WHAT NEEDS TO BE DONE ->
Each line from the beginning of the data below through the line containing "find signed document" should be repeated exactly, please.

RAW DATA ->

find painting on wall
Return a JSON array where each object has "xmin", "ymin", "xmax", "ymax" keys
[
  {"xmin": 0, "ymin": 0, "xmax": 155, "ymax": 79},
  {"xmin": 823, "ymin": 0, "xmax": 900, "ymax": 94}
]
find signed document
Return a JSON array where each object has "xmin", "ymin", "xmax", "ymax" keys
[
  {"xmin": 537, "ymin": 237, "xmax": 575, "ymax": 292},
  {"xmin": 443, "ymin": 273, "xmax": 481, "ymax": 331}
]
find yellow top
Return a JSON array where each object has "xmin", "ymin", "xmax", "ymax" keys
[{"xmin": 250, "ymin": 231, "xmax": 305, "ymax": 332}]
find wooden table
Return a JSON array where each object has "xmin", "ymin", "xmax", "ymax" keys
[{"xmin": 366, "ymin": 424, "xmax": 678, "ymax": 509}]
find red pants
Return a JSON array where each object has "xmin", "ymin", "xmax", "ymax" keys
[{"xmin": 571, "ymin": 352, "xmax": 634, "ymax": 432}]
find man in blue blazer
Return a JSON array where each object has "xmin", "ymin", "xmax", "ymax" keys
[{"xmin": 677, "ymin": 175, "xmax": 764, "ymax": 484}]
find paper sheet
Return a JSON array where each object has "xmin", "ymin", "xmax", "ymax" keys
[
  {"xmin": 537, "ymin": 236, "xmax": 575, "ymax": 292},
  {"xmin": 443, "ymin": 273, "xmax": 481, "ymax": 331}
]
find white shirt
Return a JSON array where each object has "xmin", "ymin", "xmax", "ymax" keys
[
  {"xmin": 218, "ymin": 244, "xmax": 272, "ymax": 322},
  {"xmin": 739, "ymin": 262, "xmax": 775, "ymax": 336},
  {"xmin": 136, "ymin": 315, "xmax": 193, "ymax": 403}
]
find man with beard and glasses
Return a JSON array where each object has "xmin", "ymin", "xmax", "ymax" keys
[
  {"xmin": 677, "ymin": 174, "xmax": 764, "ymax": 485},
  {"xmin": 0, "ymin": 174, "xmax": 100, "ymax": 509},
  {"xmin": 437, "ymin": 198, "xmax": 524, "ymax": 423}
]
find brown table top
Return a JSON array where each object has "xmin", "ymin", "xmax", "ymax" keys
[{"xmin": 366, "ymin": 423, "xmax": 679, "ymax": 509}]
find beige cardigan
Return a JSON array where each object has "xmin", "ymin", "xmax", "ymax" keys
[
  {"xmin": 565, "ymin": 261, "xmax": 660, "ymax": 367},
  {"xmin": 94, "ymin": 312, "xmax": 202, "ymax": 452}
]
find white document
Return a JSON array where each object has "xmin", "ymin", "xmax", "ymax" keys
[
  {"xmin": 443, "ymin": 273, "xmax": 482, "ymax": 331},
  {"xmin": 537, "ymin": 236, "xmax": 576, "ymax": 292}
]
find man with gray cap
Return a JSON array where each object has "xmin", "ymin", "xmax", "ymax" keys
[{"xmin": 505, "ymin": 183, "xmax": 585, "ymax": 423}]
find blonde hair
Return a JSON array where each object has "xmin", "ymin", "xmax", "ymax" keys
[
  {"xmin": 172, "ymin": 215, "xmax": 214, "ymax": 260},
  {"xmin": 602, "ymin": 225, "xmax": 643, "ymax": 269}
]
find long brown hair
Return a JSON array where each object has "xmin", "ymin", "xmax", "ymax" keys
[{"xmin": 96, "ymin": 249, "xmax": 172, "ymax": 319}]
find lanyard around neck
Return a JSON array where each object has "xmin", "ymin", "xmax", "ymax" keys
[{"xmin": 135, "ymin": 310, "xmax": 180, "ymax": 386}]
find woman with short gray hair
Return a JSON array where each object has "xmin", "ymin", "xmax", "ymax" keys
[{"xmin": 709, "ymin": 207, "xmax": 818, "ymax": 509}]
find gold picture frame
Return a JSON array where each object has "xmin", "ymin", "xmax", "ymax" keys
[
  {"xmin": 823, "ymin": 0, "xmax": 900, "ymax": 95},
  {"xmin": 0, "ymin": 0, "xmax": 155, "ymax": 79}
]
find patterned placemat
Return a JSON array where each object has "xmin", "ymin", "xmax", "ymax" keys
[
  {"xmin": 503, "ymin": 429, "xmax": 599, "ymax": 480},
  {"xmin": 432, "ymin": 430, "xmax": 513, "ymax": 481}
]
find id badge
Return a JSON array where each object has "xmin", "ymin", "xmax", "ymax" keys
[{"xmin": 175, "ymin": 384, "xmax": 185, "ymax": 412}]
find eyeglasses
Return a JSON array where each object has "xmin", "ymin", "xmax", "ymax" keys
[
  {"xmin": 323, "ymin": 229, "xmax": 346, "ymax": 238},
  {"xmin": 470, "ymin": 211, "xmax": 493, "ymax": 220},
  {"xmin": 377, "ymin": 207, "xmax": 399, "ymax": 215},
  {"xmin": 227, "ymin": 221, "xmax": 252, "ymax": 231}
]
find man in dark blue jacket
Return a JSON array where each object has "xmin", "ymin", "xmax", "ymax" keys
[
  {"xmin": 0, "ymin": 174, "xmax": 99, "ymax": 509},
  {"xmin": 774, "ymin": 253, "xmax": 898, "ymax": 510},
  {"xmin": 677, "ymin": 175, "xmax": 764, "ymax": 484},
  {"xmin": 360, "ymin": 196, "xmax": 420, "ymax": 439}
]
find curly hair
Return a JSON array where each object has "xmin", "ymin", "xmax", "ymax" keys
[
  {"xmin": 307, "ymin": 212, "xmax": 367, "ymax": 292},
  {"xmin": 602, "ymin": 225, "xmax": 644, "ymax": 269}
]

ANSWER SPACE ->
find painting on wall
Return a JSON array where each object has "xmin", "ymin", "xmax", "ymax" keys
[
  {"xmin": 0, "ymin": 0, "xmax": 155, "ymax": 79},
  {"xmin": 823, "ymin": 0, "xmax": 900, "ymax": 94}
]
find signed document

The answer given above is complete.